Please rewrite the stretch of records from the line containing "Put a dot on each instance of the distant" through the end of the records, changing "Put a dot on" to "Mark" throughout and leaving all else unchanged.

---

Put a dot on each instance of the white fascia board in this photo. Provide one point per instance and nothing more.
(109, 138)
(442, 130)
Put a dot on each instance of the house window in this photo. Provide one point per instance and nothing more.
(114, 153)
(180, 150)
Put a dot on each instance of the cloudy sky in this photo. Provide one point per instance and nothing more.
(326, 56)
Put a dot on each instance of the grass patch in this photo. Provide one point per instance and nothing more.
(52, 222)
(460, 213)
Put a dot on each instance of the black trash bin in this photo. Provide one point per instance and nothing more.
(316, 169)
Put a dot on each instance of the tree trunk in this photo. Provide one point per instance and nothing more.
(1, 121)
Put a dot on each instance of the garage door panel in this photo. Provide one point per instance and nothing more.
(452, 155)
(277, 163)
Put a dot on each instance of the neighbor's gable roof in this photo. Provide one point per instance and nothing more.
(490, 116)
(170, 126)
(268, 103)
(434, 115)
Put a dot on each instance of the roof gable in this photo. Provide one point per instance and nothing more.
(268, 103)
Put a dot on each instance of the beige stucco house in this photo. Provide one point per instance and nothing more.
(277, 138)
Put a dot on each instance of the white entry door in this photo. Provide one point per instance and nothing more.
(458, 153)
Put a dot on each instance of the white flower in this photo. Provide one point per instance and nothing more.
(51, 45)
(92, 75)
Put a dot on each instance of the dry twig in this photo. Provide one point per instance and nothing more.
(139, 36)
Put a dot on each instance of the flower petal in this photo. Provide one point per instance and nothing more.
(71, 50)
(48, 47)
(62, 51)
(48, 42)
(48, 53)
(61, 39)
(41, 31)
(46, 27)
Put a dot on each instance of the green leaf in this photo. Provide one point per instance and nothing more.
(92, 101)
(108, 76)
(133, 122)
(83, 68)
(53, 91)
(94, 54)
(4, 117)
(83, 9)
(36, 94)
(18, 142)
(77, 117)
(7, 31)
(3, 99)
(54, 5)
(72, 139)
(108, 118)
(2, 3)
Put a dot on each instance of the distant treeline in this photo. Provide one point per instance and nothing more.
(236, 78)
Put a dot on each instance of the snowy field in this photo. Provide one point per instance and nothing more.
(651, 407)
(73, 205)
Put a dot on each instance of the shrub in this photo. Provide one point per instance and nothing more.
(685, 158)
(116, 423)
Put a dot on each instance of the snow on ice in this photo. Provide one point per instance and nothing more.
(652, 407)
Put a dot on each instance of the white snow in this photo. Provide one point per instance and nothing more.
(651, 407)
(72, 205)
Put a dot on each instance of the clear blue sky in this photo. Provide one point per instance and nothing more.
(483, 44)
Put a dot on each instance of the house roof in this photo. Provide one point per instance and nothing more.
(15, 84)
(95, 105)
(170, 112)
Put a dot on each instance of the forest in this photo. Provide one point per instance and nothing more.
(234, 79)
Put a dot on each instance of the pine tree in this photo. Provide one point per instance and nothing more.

---

◆ **Expected output**
Mark each instance of the distant treeline in this photo. Provide one point per instance and nothing more.
(236, 78)
Mark each instance of the snowy field in this photo. Provide one point per instance and nothing more.
(651, 407)
(73, 205)
Mark each instance of the shrub in this photo. Provide one point per instance and nothing more.
(685, 158)
(116, 423)
Mark each instance of the snow on ice in this photo. Provide one point per instance and nothing more.
(652, 407)
Mark each instance of the white snow in this photo. Provide one point per instance and nothing more.
(651, 407)
(72, 205)
Mark each instance of the clear blue sky in this photo. Provide one point per instance and nothing more.
(483, 44)
Mark each instance of the house roof in this photo. Provide one point per instance and nothing more.
(15, 84)
(95, 105)
(170, 112)
Mark each instance of the forest in this photo. Provide one point per instance and nothing more.
(234, 79)
Mark each instance of the pine tree in this photo. Provide one point per instance and nothing more.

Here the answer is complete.